Stored items from a collection
+-------+

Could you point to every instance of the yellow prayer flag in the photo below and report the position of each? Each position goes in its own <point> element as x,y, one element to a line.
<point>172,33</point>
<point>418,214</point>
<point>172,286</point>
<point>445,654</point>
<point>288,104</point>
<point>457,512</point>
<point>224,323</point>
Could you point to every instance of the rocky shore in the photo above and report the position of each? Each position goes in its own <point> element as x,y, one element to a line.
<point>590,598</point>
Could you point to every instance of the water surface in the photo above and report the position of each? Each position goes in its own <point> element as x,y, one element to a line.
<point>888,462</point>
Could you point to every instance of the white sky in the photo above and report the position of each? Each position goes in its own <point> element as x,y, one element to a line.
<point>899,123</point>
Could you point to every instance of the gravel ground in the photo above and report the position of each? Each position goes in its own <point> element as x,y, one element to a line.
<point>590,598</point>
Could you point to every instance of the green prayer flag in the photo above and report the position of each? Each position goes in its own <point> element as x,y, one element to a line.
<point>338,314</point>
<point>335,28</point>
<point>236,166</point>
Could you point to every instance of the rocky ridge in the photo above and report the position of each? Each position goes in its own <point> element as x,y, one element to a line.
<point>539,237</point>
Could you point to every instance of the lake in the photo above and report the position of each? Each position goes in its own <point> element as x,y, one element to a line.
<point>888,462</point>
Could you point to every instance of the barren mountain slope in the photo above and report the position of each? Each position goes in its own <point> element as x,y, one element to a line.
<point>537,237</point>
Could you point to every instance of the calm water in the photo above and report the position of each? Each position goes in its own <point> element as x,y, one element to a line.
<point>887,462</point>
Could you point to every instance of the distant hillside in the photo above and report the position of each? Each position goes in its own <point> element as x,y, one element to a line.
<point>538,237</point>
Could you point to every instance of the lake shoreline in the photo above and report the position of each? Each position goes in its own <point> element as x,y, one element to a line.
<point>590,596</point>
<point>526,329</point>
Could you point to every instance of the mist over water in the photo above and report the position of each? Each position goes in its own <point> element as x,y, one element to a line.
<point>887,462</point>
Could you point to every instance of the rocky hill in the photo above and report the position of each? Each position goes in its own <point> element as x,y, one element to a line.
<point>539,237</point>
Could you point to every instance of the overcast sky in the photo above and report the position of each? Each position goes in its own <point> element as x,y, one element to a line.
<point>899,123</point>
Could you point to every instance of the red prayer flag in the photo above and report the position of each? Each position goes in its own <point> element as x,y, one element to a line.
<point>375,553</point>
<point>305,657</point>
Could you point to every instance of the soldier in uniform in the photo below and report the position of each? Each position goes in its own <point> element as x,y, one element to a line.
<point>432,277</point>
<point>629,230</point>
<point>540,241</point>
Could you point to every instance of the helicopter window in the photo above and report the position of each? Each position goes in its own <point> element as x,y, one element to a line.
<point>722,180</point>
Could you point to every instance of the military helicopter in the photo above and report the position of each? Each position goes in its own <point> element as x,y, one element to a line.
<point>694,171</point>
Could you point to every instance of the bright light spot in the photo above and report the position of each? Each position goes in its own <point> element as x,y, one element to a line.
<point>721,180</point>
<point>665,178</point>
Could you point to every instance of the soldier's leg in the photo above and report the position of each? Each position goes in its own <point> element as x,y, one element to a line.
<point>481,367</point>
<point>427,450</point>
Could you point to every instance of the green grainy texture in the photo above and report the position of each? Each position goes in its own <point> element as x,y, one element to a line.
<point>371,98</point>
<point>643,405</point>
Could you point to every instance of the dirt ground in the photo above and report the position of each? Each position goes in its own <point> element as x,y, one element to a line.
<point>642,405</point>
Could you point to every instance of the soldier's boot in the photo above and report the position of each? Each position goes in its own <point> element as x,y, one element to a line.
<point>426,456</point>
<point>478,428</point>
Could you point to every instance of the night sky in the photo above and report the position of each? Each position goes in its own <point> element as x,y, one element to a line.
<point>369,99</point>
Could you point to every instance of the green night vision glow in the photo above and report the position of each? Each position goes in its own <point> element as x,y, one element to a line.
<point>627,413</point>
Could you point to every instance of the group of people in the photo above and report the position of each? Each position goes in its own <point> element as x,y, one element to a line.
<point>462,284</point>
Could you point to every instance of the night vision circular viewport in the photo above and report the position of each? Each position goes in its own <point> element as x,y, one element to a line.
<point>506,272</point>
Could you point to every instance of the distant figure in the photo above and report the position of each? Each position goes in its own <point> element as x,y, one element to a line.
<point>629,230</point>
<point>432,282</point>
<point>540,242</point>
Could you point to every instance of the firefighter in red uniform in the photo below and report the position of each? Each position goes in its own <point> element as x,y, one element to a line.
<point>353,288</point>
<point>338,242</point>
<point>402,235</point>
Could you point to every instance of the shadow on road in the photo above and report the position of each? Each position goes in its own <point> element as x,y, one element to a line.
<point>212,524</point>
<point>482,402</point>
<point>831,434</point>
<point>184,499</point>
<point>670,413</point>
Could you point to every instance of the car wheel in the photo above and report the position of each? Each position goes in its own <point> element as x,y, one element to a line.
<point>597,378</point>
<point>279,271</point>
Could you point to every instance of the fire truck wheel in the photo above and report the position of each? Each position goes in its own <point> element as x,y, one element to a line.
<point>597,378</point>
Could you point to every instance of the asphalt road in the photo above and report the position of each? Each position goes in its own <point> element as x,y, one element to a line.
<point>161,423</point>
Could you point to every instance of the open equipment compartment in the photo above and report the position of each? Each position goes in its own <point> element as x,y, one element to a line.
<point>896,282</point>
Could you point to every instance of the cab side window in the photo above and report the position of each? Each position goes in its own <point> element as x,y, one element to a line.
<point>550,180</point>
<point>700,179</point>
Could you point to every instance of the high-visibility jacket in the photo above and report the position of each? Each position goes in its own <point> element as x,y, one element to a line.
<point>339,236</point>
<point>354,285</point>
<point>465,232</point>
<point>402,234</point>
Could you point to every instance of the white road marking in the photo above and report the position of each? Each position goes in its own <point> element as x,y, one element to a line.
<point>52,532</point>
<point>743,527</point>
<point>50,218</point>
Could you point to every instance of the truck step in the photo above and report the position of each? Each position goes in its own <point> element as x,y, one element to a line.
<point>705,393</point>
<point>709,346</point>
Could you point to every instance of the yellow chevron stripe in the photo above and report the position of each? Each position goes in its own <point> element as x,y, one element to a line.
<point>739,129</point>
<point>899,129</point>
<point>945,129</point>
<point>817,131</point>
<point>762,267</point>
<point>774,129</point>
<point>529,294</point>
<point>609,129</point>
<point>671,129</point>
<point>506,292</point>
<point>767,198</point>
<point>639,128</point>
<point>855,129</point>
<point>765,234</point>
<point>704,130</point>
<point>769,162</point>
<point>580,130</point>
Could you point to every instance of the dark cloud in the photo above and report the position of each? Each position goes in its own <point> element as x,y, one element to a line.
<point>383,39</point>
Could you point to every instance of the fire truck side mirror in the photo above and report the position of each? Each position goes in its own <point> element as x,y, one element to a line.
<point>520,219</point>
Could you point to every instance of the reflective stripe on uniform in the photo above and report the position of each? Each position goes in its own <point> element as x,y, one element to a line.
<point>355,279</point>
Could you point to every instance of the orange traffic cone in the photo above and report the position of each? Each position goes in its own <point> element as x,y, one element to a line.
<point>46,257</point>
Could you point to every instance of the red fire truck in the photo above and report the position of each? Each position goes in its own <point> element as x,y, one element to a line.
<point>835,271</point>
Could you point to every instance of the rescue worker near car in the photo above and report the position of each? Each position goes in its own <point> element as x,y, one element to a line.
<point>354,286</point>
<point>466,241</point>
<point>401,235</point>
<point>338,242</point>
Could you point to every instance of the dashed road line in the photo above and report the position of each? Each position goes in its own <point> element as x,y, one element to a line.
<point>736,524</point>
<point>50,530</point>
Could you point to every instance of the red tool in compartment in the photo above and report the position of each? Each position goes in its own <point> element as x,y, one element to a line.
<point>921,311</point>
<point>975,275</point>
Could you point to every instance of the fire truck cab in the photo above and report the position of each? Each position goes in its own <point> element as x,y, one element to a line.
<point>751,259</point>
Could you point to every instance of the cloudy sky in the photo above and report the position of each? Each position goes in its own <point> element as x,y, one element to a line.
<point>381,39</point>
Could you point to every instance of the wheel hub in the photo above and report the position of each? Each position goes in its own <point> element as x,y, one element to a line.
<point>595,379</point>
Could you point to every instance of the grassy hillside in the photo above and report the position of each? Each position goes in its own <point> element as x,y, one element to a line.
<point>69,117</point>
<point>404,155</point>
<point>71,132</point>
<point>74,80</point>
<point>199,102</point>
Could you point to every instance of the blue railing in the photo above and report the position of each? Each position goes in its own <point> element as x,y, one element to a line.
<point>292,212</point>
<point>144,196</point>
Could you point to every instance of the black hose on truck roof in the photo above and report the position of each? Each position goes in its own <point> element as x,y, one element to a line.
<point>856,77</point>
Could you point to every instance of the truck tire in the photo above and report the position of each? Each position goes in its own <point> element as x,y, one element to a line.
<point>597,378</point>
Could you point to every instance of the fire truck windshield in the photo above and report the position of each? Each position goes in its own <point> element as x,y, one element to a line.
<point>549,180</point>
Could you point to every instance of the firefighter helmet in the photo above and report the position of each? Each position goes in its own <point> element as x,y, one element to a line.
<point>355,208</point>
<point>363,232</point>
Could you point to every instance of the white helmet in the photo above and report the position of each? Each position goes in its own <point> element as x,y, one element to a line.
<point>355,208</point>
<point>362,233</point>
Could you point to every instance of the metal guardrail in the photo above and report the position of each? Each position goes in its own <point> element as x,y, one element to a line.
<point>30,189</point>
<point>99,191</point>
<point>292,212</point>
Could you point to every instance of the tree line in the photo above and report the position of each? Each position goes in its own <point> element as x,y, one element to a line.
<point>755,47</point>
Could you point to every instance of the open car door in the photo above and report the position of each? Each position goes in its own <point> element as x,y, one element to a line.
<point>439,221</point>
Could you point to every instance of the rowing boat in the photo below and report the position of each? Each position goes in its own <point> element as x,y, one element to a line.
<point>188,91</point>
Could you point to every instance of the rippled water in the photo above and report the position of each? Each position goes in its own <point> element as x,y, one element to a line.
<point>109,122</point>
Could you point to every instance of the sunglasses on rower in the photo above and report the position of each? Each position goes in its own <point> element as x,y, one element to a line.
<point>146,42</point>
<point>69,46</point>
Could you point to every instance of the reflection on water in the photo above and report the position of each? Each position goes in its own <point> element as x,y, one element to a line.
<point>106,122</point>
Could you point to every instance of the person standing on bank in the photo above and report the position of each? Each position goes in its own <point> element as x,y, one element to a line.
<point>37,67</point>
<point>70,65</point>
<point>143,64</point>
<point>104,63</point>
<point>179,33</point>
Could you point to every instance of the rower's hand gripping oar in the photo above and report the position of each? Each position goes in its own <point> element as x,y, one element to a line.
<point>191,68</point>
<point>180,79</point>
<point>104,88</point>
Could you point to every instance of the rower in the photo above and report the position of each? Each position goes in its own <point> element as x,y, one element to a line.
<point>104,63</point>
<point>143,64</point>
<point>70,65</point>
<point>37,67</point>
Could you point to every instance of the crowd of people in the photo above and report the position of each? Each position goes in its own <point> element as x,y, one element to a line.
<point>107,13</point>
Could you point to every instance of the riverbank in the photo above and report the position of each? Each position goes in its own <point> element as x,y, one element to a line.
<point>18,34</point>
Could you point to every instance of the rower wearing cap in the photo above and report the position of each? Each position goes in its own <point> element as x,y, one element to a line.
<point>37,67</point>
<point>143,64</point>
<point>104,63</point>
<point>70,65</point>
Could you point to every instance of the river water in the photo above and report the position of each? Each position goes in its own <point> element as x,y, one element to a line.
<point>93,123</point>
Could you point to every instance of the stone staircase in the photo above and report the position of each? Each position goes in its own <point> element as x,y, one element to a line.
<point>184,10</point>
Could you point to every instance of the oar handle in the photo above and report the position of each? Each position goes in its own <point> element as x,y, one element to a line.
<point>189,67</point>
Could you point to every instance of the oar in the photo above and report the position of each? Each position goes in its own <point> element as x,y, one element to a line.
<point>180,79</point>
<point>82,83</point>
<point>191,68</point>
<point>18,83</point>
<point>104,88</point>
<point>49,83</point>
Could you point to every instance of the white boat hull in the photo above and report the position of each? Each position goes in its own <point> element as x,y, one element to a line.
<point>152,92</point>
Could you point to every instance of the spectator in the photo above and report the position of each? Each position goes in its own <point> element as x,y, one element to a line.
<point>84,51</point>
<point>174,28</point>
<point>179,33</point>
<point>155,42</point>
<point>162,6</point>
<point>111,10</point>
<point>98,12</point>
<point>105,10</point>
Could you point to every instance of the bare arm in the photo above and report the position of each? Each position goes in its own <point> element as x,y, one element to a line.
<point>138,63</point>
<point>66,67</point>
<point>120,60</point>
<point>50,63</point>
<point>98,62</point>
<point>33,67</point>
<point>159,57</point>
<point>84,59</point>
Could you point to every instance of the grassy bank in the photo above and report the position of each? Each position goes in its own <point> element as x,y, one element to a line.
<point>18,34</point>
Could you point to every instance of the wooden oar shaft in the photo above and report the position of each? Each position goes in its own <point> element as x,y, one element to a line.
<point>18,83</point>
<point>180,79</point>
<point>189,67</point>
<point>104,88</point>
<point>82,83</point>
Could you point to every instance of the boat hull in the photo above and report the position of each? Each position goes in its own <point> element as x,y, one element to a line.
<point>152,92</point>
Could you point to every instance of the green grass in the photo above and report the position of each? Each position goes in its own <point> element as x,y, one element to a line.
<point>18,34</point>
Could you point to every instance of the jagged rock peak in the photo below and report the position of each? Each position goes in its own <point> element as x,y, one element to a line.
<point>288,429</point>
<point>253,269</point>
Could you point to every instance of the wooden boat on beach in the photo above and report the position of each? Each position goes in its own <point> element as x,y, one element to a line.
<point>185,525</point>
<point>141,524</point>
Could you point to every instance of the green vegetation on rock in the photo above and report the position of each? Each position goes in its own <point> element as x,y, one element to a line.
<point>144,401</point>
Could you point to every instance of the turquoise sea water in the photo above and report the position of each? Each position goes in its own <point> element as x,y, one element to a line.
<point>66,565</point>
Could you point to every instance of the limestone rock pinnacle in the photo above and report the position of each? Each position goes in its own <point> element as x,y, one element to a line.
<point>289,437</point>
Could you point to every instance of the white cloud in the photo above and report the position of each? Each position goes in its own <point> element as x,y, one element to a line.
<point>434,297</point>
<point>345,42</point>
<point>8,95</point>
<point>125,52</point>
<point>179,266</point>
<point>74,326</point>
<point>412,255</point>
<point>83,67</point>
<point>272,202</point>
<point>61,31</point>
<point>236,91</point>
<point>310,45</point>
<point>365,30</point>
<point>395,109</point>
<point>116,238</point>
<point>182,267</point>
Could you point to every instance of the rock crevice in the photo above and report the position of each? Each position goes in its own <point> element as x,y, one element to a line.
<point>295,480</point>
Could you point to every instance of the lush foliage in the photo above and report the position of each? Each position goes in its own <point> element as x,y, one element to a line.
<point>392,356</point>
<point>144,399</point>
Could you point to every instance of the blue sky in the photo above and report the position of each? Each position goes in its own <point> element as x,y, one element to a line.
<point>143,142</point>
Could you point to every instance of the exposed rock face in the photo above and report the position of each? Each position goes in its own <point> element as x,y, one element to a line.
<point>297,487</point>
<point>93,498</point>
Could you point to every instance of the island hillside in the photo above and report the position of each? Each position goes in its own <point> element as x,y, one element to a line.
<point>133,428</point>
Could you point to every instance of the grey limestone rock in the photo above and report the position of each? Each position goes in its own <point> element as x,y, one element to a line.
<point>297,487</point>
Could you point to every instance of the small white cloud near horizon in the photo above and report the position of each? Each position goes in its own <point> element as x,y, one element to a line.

+-------+

Problem details:
You are asked to reproduce word for word the line containing "Could you point to every instance of the lush" and every subsequent line through the end of the entries.

Result of this task:
Could you point to every instance of the lush foliage in the photo above and report the position of each? Each position goes in its own <point> element as x,y, one element to a line.
<point>392,356</point>
<point>144,399</point>
Could you point to every instance of the blue sky in the photo above and report the position of each? Each position goes in its own <point> element as x,y, one element to a line.
<point>143,142</point>
Could you point to every instance of the exposed rock face in the photo above and report the position of each? Each position goes in its own <point> element as x,y, one element to a line.
<point>297,487</point>
<point>93,498</point>
Could you point to every instance of the island hillside in the photo above and report the position of each? Each position goes in its own <point> element as x,y, one element to a line.
<point>133,428</point>
Could you point to every instance of the grey limestone rock in the photo above and report the position of each? Each position goes in its own <point> element as x,y, one element to a line.
<point>297,487</point>
Could you point to every instance of the small white cloud near horizon in the photo above and report the position of each? Each position goes in its own <point> element as x,y, one element to a line.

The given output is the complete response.